• [Stated problem]:
Give everything from the start of the entries down to and including the line that contains "x=990 y=716" as a Markdown table with the columns "Row" and "Line". Number each line in order and leave out blank lines.
═════ Records for the exercise
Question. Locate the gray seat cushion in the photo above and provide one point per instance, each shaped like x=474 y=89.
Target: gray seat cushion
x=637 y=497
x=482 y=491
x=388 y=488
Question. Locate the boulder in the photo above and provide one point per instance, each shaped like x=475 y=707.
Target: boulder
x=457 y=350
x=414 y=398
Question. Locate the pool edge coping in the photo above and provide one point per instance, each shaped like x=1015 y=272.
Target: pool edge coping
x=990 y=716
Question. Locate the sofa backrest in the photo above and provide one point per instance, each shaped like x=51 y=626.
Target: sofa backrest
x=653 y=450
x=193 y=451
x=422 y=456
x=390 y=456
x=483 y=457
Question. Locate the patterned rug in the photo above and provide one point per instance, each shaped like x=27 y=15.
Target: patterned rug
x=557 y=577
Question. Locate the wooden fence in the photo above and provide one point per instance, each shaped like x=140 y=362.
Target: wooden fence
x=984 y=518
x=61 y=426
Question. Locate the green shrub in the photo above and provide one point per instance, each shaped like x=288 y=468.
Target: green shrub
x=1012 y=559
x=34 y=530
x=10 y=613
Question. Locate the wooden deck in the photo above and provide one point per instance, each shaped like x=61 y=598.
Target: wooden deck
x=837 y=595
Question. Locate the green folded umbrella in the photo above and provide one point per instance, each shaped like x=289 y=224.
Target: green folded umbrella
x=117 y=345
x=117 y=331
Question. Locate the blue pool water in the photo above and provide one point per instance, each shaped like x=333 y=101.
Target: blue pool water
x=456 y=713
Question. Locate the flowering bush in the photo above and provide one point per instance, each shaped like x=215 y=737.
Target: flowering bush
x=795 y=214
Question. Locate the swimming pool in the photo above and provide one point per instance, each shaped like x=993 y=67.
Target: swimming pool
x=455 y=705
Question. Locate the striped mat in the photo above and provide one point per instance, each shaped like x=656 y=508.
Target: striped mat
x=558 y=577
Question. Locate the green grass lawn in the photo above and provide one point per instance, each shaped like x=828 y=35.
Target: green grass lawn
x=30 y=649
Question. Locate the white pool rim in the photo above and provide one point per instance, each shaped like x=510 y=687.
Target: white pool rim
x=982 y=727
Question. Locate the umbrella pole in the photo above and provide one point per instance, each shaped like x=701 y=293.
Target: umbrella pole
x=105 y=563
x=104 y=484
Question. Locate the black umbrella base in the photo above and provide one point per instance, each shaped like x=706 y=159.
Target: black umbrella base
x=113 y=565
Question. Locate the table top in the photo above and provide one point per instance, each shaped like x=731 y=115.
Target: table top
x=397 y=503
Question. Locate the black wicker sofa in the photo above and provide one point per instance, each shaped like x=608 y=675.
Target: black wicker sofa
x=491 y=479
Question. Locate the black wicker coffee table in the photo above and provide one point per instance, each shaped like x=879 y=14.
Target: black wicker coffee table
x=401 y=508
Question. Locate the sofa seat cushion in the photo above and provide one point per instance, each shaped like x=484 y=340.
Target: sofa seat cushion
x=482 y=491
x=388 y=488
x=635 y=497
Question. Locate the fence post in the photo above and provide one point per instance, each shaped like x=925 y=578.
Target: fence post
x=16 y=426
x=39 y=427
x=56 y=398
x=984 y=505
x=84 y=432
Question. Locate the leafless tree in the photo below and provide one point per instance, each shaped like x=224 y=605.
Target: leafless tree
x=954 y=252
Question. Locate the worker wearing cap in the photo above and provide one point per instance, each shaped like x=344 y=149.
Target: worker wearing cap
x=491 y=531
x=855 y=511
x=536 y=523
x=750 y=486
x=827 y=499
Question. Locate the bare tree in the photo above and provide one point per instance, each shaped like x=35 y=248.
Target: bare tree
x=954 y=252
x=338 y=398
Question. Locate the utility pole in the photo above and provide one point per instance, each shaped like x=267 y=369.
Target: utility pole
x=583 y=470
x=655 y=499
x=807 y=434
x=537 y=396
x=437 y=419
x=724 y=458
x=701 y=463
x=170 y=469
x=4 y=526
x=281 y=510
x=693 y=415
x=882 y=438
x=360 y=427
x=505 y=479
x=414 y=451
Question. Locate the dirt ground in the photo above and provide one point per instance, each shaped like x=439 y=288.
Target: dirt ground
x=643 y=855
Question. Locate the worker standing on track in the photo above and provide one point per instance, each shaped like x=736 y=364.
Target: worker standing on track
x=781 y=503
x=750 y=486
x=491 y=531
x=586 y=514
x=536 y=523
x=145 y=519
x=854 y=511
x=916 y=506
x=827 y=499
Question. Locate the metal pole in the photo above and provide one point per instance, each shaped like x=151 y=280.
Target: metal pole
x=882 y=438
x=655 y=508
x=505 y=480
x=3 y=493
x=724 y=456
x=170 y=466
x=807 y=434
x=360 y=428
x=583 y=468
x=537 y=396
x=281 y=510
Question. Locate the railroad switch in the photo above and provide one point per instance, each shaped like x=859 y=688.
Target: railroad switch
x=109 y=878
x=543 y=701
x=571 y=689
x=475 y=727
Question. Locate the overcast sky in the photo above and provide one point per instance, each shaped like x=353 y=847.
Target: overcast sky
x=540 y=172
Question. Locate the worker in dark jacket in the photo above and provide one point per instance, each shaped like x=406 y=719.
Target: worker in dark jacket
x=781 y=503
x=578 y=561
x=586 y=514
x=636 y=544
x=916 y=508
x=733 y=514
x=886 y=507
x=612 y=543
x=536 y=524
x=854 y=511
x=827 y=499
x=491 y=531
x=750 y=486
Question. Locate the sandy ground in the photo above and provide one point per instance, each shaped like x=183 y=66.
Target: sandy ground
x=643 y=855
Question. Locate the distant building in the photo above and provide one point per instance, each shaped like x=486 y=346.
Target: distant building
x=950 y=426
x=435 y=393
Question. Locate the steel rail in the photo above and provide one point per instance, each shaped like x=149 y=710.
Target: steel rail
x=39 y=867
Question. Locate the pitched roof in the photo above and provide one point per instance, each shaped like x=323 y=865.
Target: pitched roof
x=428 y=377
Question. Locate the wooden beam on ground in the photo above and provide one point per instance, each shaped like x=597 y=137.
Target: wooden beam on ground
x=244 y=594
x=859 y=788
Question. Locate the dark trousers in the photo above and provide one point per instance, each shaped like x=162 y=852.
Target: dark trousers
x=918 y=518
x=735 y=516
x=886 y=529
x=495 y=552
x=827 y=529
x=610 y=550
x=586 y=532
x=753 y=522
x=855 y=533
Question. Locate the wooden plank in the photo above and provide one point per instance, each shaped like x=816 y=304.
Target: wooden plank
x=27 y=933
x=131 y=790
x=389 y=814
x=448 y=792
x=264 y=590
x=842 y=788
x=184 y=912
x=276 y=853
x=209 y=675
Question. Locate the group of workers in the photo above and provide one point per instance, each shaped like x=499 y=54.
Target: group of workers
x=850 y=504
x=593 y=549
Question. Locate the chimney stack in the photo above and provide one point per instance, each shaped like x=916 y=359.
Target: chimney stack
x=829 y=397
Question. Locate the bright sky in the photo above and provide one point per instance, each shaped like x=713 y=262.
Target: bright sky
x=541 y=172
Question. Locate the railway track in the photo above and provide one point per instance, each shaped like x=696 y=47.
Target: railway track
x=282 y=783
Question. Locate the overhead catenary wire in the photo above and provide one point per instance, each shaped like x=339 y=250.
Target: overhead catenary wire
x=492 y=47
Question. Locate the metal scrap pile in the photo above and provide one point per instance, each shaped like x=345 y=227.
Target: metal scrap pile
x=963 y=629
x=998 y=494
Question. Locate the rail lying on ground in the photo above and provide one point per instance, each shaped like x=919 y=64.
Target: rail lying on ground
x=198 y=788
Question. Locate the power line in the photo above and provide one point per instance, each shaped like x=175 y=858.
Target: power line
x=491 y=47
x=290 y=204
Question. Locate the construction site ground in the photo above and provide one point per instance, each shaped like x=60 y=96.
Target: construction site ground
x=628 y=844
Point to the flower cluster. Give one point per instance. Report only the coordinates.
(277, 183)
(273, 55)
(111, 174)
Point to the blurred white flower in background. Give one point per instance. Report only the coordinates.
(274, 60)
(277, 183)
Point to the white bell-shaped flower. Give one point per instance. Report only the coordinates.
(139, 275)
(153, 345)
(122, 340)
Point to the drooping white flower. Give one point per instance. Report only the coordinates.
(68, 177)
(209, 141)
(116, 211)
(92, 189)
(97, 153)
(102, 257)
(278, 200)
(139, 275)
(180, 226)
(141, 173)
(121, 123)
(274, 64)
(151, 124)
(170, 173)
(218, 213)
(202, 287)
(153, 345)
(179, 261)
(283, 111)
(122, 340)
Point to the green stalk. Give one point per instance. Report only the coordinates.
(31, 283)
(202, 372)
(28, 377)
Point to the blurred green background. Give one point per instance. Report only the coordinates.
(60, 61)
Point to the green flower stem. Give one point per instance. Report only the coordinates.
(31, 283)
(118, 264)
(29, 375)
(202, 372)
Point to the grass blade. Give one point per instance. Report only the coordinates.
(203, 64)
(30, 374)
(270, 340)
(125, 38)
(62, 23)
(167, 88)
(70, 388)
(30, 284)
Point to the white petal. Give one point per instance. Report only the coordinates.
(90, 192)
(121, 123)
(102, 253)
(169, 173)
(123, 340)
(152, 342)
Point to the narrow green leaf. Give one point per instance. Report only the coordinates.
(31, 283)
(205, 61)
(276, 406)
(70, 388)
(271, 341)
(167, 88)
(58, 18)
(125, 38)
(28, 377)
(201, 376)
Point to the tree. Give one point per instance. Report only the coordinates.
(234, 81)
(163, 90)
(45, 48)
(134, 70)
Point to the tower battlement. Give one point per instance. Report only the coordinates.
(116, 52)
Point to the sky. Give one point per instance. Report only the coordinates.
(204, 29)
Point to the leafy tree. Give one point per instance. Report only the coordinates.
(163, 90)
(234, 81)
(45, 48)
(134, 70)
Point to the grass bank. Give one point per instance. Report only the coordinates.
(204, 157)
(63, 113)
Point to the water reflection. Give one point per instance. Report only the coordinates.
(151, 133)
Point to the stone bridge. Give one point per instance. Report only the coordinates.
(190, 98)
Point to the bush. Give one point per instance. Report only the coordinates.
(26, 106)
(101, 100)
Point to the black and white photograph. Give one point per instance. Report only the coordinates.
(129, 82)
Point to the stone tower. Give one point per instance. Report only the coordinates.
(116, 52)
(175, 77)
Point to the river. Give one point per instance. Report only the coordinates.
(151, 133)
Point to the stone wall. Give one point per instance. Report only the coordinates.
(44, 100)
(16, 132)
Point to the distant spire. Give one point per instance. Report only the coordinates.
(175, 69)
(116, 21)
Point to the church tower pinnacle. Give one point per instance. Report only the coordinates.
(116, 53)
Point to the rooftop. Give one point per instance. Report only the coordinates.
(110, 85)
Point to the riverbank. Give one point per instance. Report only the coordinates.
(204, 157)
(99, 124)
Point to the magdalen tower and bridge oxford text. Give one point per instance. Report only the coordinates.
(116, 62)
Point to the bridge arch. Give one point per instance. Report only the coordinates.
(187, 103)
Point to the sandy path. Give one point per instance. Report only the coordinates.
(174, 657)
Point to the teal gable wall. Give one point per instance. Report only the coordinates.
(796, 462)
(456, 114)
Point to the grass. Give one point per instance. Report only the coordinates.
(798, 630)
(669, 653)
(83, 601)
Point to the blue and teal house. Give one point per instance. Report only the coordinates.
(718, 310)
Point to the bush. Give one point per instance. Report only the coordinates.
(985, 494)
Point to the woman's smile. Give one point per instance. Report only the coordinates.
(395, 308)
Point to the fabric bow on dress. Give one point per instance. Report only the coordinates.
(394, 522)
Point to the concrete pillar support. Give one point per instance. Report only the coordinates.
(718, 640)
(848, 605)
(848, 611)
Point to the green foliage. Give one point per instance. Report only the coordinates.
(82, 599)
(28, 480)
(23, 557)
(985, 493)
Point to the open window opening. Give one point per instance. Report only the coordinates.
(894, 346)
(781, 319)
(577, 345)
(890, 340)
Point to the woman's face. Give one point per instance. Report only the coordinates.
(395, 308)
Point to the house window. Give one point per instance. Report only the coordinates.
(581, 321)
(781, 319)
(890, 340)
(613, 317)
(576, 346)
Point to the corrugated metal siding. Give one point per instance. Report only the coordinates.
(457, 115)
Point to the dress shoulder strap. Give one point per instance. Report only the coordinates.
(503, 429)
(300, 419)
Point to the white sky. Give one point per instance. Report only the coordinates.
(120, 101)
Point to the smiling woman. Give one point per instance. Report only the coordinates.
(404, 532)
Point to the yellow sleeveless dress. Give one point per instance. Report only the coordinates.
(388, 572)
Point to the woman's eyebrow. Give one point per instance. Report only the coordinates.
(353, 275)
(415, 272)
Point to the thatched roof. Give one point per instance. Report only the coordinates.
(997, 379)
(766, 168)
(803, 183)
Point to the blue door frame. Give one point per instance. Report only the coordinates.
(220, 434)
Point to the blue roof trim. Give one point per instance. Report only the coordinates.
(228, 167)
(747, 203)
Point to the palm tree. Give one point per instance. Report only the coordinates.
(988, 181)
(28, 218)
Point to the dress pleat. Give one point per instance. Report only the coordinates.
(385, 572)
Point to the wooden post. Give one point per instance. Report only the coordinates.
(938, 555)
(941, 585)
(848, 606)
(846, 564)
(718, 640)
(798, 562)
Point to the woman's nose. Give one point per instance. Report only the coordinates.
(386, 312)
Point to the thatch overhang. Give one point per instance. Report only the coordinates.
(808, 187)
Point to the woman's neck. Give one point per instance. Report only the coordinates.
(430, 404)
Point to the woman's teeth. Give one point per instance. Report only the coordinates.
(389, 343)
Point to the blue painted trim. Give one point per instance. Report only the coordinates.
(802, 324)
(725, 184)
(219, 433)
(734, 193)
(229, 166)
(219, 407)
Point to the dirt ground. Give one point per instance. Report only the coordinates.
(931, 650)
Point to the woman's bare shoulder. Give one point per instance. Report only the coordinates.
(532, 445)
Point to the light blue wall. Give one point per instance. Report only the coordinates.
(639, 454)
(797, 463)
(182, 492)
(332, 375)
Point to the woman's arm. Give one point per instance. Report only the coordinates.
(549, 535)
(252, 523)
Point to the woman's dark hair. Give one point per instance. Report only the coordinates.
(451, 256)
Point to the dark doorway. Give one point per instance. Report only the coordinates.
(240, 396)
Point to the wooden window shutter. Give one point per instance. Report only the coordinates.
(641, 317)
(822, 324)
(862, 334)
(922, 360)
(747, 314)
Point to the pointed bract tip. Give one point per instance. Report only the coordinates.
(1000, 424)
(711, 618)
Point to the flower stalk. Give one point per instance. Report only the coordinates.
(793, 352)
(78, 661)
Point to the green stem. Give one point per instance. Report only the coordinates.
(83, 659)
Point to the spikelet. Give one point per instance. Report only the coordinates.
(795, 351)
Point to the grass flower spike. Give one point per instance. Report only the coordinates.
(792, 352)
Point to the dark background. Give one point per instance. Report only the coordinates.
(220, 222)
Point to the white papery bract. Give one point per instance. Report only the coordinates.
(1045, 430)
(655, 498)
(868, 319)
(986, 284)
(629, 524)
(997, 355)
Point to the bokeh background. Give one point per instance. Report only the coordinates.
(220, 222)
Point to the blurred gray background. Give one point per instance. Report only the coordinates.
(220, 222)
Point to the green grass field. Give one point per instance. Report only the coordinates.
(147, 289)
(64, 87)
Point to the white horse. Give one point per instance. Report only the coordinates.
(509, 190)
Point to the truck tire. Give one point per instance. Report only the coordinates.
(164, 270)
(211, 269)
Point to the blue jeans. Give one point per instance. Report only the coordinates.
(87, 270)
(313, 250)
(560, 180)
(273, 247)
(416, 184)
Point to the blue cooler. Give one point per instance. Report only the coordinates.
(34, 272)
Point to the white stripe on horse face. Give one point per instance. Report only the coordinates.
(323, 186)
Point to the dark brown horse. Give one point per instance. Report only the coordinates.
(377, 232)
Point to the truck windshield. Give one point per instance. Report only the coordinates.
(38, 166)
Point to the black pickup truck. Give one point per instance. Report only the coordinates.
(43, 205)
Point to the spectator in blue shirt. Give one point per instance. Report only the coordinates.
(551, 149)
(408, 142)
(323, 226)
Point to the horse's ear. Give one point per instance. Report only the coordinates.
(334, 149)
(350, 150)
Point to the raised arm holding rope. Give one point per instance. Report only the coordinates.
══════════
• [Solution for this exercise]:
| Row | Line |
|---|---|
| 1 | Question. Locate the gray seat cushion in the photo above and provide one point per instance, each shaped like x=474 y=89. |
| 2 | Target: gray seat cushion |
| 3 | x=637 y=497 |
| 4 | x=482 y=491 |
| 5 | x=388 y=488 |
| 6 | Question. Locate the boulder in the photo above and provide one point per instance, each shaped like x=475 y=707. |
| 7 | Target: boulder |
| 8 | x=457 y=350 |
| 9 | x=414 y=398 |
| 10 | Question. Locate the pool edge coping in the photo above and provide one point per instance, each shaped like x=1015 y=272. |
| 11 | Target: pool edge coping |
| 12 | x=990 y=716 |